§ **ОПИСАНИЕ ЗАДАНИЯ**:
Процитируйте без изменений строки записей, начиная со строки с «vest in the image above.» и до самого конца записей включительно.

§ **Записи для разметки ограничивающими рамками**:

┌──

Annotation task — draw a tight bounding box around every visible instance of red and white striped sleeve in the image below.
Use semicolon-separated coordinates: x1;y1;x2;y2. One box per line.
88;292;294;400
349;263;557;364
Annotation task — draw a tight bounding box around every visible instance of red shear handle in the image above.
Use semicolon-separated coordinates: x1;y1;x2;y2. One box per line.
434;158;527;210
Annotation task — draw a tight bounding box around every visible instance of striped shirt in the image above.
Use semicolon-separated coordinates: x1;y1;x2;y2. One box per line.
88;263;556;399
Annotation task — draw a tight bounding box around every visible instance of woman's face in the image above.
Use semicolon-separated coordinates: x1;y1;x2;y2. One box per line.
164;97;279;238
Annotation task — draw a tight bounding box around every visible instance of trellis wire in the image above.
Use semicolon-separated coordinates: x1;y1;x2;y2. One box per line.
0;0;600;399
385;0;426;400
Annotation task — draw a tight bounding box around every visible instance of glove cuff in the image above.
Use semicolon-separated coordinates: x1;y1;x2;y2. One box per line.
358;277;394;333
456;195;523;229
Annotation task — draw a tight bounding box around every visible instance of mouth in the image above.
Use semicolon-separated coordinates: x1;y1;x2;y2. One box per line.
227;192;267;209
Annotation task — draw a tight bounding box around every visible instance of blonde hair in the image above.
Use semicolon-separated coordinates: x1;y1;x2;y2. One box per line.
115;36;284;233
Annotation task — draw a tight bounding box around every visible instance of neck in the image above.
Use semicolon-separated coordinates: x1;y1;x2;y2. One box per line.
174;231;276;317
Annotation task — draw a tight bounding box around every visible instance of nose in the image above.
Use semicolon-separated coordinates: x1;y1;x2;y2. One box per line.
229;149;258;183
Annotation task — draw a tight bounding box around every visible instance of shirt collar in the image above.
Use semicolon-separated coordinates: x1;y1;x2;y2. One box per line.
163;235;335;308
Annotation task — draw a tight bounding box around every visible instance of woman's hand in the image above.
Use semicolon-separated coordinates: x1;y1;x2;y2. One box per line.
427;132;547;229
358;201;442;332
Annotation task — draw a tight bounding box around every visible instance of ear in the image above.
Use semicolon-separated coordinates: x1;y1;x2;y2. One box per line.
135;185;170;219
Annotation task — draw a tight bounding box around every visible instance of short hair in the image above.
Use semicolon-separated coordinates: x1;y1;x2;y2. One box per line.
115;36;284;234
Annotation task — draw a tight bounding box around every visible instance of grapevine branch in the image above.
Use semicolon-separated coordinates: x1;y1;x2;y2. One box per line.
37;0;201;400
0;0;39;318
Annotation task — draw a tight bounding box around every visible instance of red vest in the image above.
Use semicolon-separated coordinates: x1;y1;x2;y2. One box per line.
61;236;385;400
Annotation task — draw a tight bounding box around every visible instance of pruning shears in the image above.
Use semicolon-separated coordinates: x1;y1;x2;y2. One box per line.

└──

§ **ОТВЕТ К ЗАДАНИЮ**:
Annotation task — draw a tight bounding box around every visible instance of red vest in the image above.
Use semicolon-separated coordinates: x1;y1;x2;y2. One box per line.
61;236;385;400
Annotation task — draw a tight bounding box around every visible instance of pruning shears in the image above.
Use semicolon-separated coordinates: x1;y1;x2;y2. One box per line.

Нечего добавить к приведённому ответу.